* STATED EXERCISE
Locate each line in the records below that contains the word "player", and copy those lines out in full.
━━━ RECORDS FOR THE TASK
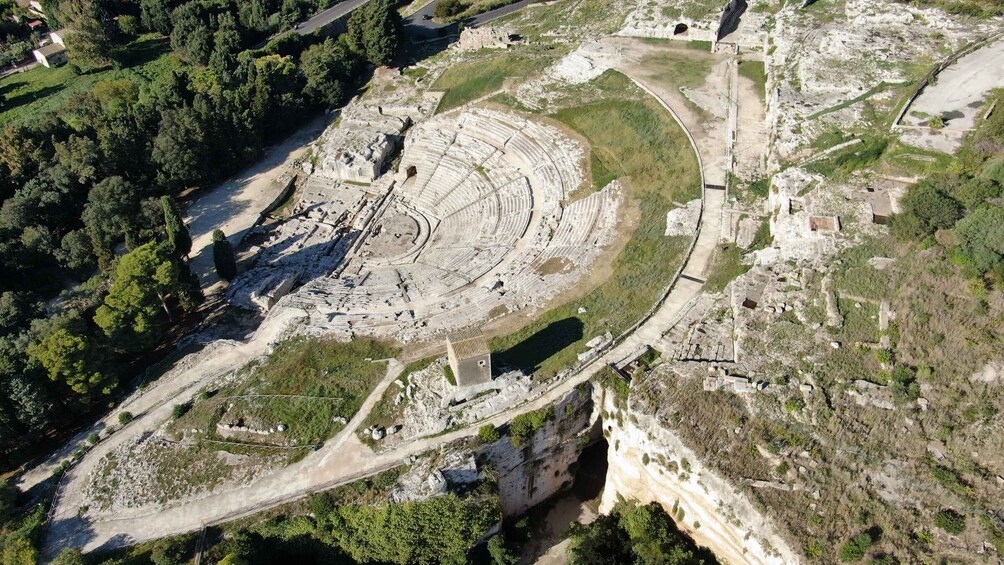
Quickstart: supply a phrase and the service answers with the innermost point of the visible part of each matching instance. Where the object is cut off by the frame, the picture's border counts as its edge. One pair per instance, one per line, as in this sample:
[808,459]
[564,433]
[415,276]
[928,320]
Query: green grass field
[757,72]
[680,66]
[330,379]
[385,412]
[471,80]
[634,138]
[30,93]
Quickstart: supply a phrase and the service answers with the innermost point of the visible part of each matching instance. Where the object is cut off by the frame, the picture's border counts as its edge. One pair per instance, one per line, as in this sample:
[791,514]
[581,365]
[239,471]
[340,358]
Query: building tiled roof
[469,343]
[51,49]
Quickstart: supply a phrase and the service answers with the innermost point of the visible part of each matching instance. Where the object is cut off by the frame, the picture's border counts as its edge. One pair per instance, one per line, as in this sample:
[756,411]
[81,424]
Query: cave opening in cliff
[590,471]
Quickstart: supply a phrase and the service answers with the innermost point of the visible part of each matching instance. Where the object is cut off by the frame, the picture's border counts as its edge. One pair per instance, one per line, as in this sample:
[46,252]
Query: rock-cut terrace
[474,224]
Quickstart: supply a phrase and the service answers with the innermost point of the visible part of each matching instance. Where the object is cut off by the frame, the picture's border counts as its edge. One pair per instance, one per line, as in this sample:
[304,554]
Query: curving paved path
[345,459]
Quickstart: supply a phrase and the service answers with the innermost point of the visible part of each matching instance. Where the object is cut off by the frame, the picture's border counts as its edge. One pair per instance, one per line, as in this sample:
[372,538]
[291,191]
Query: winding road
[345,459]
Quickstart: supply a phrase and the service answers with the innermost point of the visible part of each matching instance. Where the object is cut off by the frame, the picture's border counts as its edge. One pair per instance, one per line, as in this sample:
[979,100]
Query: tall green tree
[226,46]
[156,15]
[71,357]
[179,150]
[192,35]
[137,303]
[372,32]
[112,208]
[223,256]
[90,38]
[327,67]
[178,235]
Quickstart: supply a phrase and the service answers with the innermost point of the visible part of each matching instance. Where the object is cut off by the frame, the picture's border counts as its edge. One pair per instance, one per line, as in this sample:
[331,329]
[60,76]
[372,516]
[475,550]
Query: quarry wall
[649,463]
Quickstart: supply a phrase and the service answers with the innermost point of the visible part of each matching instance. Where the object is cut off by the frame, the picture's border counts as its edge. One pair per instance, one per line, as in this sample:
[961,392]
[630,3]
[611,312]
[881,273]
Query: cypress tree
[223,256]
[178,234]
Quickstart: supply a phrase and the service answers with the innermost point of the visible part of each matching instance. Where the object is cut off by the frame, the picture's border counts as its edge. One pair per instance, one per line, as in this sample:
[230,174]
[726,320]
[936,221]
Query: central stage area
[487,213]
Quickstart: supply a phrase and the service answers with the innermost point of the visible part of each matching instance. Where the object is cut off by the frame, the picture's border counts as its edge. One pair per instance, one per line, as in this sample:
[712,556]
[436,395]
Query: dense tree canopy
[138,300]
[635,534]
[82,225]
[373,31]
[223,256]
[967,205]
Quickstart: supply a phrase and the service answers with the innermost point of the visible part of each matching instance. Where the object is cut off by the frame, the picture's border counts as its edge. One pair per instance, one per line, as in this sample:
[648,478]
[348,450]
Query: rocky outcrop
[649,463]
[530,474]
[474,38]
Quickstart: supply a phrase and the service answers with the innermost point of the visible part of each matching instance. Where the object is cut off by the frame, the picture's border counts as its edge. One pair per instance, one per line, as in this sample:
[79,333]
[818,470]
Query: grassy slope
[335,375]
[468,81]
[30,93]
[631,137]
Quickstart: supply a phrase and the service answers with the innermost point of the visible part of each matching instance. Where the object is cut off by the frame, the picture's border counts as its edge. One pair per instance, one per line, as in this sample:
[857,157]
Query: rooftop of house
[51,49]
[469,343]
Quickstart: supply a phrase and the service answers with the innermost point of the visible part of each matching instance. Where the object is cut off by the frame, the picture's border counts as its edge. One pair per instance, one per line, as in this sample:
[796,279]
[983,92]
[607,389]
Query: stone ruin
[801,227]
[367,134]
[474,38]
[474,222]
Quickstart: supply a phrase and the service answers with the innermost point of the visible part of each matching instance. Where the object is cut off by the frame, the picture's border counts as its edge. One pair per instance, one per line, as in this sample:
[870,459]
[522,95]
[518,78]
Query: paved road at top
[341,461]
[422,25]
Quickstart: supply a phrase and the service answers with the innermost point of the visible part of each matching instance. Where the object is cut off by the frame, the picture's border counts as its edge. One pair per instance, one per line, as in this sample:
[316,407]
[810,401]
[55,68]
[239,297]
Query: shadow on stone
[527,355]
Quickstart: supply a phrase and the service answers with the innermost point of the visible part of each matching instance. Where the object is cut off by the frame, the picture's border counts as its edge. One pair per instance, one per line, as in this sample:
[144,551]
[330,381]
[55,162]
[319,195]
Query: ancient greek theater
[488,213]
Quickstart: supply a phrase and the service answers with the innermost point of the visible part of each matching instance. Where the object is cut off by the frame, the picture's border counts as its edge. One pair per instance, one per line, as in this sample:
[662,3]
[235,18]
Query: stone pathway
[345,459]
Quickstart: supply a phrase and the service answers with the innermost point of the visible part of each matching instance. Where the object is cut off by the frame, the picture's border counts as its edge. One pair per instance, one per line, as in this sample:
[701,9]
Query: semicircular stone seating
[490,187]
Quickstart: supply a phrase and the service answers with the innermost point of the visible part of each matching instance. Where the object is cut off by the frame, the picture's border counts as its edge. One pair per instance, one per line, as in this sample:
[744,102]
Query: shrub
[794,404]
[924,536]
[855,548]
[488,434]
[180,409]
[951,521]
[524,425]
[449,8]
[884,356]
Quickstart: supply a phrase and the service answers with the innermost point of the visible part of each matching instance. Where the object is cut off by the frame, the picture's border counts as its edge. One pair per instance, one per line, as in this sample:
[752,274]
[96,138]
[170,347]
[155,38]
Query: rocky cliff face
[649,463]
[530,474]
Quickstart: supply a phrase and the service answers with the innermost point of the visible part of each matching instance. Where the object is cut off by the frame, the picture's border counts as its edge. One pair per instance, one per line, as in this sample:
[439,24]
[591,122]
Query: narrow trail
[345,459]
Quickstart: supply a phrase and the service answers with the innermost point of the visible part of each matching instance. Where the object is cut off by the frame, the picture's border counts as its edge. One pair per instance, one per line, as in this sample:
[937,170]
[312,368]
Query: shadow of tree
[731,17]
[527,355]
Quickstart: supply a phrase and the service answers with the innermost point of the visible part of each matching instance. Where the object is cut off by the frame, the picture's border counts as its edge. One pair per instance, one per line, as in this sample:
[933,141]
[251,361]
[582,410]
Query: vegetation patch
[525,425]
[468,81]
[636,138]
[635,534]
[29,94]
[304,385]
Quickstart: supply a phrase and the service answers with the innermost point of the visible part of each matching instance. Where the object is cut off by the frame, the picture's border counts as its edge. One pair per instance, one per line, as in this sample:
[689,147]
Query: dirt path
[236,205]
[346,459]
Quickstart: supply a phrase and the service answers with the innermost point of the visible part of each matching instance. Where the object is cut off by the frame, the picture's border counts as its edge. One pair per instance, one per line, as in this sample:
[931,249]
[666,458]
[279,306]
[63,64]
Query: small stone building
[469,356]
[51,55]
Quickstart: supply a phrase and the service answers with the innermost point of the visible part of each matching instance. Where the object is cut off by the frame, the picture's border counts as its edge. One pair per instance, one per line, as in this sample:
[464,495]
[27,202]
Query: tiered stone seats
[489,188]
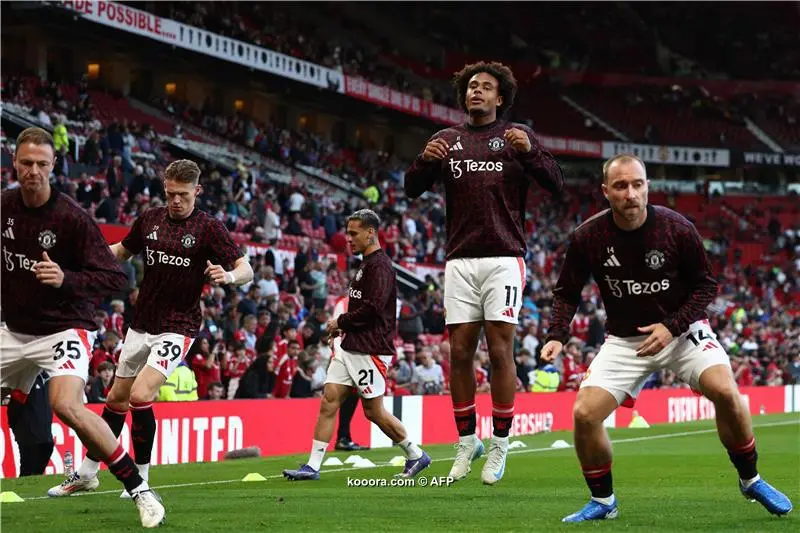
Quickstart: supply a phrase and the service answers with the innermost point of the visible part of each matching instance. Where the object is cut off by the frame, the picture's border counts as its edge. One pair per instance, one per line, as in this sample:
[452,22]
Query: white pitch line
[383,465]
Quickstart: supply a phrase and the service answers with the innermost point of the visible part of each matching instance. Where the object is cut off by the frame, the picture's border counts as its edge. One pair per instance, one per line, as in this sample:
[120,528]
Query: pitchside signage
[204,431]
[125,18]
[772,159]
[670,155]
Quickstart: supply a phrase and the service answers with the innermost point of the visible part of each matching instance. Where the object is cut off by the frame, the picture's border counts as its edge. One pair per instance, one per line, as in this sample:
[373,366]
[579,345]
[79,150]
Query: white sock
[503,441]
[605,501]
[144,471]
[142,486]
[467,439]
[318,448]
[88,468]
[411,450]
[747,482]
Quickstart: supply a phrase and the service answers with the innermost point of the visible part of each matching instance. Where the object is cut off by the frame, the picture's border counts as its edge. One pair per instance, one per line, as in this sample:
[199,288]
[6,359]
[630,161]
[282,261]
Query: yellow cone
[10,497]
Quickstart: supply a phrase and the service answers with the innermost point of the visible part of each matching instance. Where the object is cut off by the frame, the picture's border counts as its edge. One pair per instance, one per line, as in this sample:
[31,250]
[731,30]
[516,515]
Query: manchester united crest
[47,239]
[496,144]
[654,259]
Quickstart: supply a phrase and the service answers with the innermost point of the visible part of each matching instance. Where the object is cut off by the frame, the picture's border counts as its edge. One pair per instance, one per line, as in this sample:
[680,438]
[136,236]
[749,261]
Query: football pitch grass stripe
[440,459]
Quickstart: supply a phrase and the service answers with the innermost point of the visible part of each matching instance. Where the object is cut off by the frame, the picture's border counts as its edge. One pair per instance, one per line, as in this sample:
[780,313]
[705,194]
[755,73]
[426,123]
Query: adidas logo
[457,147]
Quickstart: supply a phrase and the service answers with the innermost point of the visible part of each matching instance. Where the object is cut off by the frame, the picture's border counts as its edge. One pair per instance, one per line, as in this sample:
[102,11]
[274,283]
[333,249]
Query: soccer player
[55,264]
[365,353]
[182,247]
[487,165]
[656,283]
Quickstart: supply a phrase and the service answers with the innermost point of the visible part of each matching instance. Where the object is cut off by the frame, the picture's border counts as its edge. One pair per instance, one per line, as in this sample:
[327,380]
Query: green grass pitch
[667,478]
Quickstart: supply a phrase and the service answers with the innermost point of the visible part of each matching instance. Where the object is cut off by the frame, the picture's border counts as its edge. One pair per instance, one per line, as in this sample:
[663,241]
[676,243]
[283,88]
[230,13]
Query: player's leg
[132,360]
[164,353]
[615,376]
[500,337]
[701,362]
[502,280]
[333,395]
[369,371]
[66,398]
[344,441]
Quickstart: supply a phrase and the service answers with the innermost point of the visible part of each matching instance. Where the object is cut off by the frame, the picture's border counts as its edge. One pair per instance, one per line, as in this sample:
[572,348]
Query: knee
[726,395]
[371,413]
[140,394]
[584,412]
[68,411]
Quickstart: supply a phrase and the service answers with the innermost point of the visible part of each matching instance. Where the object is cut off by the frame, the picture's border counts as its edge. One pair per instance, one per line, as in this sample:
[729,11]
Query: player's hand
[518,140]
[332,324]
[435,150]
[217,274]
[550,351]
[48,272]
[657,341]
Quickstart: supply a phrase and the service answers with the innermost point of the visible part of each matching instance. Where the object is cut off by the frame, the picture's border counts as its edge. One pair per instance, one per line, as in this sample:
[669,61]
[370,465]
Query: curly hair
[503,74]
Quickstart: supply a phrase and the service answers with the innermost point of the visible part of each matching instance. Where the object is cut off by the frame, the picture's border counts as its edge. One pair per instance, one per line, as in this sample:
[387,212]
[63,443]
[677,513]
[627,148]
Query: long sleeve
[100,275]
[567,292]
[697,273]
[541,167]
[372,302]
[421,175]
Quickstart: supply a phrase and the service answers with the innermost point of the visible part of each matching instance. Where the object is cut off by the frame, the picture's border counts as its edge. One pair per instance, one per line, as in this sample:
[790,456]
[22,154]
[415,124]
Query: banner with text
[670,155]
[570,146]
[362,89]
[131,20]
[771,159]
[189,432]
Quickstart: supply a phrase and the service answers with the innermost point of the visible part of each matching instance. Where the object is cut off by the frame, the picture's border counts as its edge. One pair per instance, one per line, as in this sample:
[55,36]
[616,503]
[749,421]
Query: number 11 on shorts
[508,296]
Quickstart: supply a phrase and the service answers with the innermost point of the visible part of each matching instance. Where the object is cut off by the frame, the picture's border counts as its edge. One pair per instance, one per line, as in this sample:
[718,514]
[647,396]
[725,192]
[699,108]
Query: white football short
[367,373]
[483,288]
[617,369]
[23,357]
[164,352]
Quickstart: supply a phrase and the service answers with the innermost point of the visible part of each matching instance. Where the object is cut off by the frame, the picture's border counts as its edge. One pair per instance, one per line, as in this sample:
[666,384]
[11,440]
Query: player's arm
[376,294]
[422,173]
[695,270]
[99,274]
[567,295]
[120,252]
[539,165]
[225,251]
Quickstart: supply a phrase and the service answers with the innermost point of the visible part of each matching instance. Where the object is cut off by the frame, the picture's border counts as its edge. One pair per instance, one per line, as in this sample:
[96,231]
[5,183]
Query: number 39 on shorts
[170,348]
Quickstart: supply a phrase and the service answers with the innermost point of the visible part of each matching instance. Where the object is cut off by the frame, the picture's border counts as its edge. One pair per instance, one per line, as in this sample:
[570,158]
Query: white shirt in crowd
[296,201]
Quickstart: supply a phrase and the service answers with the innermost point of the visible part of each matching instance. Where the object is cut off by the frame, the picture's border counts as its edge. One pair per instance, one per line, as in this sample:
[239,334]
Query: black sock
[346,412]
[122,466]
[744,458]
[115,421]
[598,478]
[143,431]
[465,417]
[502,417]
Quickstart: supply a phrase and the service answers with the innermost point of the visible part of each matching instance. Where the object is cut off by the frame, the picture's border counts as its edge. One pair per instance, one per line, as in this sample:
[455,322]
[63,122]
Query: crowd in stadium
[247,335]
━━━━━━
* RESULT FOR THIS TASK
Query: soccer player
Query: player's leg
Query: player's hand
Query: player's arm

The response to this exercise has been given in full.